### ÉNONCÉ A
Pouvez-vous extraire de l'article sur l'école le passage commençant à « L’école n’a que » et se terminant à « appelle une suerie. » ?

L’école n’a que deux ans d’existence, aussi l’installation est-elle à peine terminée. Les communs sentent leur provisoire, les jeunes arbres se plantent, les clôtures se dessinent ; seul, un beau potager est dans toute sa splendeur. Une petite hutte basse attire mon attention. Au-dessus d’un trou, creusé jusqu’à mi-hauteur d’homme, s’élève une rotonde de branchages que l’on recouvre de toiles et de couvertures. Au fond du trou s’entassent des cailloux rougis, et sous cet abri, où l’air ne se renouvelle pas, pénètrent en rampant des Sauvages malades et rhumatisants, qui viennent faire une longue séance d’inhalation. C’est ce que, dans la traduction littérale, on appelle une suerie.

### ENREGISTREMENTS FOURNIS
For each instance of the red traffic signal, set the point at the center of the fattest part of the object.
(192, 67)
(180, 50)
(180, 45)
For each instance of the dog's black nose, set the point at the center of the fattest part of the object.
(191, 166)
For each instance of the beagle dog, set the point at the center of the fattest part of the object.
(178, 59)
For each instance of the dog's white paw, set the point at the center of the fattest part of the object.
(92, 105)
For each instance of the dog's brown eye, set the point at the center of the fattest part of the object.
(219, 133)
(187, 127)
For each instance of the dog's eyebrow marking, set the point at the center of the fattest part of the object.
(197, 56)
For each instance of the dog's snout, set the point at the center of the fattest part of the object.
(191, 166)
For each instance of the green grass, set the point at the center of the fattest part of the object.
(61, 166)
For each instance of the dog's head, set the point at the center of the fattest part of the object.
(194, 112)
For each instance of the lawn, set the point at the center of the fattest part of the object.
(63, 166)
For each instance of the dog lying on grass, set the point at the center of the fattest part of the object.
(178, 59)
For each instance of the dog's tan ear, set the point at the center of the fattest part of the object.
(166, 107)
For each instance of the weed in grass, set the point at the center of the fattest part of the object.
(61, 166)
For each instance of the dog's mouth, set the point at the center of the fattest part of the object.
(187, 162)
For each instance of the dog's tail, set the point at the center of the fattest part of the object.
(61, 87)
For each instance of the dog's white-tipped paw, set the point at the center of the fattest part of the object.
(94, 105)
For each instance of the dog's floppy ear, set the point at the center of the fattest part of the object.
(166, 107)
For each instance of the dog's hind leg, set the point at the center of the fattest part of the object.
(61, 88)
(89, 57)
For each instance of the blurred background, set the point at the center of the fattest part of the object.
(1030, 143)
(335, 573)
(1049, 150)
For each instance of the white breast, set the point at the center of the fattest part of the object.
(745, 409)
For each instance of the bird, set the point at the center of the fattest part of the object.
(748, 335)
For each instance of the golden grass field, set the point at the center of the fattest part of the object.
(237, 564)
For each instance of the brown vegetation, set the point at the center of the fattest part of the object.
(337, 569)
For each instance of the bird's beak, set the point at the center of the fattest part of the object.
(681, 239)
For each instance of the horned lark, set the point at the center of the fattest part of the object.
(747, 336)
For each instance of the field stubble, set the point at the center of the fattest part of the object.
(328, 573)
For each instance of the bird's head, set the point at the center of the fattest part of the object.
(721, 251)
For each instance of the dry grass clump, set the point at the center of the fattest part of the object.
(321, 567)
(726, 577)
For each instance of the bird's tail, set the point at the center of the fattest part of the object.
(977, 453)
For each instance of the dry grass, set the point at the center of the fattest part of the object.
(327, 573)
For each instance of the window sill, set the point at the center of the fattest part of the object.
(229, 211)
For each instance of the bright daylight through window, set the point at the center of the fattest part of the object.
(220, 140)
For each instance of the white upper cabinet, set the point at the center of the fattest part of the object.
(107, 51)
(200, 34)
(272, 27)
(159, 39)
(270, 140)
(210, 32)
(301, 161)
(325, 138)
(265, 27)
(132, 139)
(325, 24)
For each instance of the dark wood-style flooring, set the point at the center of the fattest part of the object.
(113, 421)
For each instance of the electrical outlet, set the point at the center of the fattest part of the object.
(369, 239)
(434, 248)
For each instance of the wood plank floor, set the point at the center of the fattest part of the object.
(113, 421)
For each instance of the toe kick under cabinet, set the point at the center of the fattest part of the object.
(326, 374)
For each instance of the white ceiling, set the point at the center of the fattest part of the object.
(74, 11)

### ÉNONCÉ B
Pouvez-vous trouver et recopier chaque ligne des enregistrements qui contient le mot « window » ?

### BONNE RÉPONSE A
L’école n’a que deux ans d’existence, aussi l’installation est-elle à peine terminée. Les communs sentent leur provisoire, les jeunes arbres se plantent, les clôtures se dessinent ; seul, un beau potager est dans toute sa splendeur. Une petite hutte basse attire mon attention. Au-dessus d’un trou, creusé jusqu’à mi-hauteur d’homme, s’élève une rotonde de branchages que l’on recouvre de toiles et de couvertures. Au fond du trou s’entassent des cailloux rougis, et sous cet abri, où l’air ne se renouvelle pas, pénètrent en rampant des Sauvages malades et rhumatisants, qui viennent faire une longue séance d’inhalation. C’est ce que, dans la traduction littérale, on appelle une suerie.

### BONNE RÉPONSE B
For each instance of the window sill, set the point at the center of the fattest part of the object.
For each instance of the bright daylight through window, set the point at the center of the fattest part of the object.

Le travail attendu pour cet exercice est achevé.